Page text:
The data.py script generated training and testing subsets of data for use, which are stored in the 'splitData' folder. The datasets we input into data.py can be found in the 'rawData' folder, but data.py can be run on any other data you wish to use for testing these models.
The necessary packages are listed in the 'requirements.txt' file and can be installed together by calling that file with your installer tool. Otherwise each tool can also be installed individually/manually.
- First, either install locally or create a python virtual environment or conda environment
- To create a python virtual environemnt in linux/unix (nice way to manage project dependencies versions without mixing with other project dependencies versions)

Exercise instructions:
• A. Name every file and folder mentioned in the setup notes.
• B. Transcribe the setup notes word for word, starting at "The data.py script" and ending at "project dependencies versions)".

Given material:
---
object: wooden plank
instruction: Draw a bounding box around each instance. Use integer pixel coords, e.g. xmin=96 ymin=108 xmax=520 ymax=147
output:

The solutions:
• A. data.py, splitData, rawData, requirements.txt

• B.
The data.py script generated training and testing subsets of data for use, which are stored in the 'splitData' folder. The datasets we input into data.py can be found in the 'rawData' folder, but data.py can be run on any other data you wish to use for testing these models.
The necessary packages are listed in the 'requirements.txt' file and can be installed together by calling that file with your installer tool. Otherwise each tool can also be installed individually/manually.
- First, either install locally or create a python virtual environment or conda environment
- To create a python virtual environemnt in linux/unix (nice way to manage project dependencies versions without mixing with other project dependencies versions)